**WHAT YOU SHOULD DO:** Would you print the lines of the listing verbatim, starting with the line that contains "Each instance of the river" and continuing through the final line of the listing, both included?

====== DATA FOR THIS TASK ======

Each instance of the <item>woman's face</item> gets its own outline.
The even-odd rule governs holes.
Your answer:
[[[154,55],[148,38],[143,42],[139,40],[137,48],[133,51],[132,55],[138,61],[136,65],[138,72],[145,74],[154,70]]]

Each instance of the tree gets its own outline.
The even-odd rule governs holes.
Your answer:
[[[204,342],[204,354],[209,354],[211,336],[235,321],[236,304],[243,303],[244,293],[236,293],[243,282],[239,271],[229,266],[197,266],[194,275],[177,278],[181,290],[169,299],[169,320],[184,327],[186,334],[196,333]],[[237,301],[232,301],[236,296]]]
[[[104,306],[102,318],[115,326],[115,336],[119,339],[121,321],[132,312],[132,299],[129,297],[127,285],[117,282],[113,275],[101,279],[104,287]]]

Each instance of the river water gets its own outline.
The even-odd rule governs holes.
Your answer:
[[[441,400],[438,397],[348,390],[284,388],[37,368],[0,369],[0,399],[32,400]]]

======

**TASK RESPONSE:**
Each instance of the river water gets its own outline.
The even-odd rule governs holes.
Your answer:
[[[441,400],[438,397],[348,390],[284,388],[37,368],[0,369],[0,399],[32,400]]]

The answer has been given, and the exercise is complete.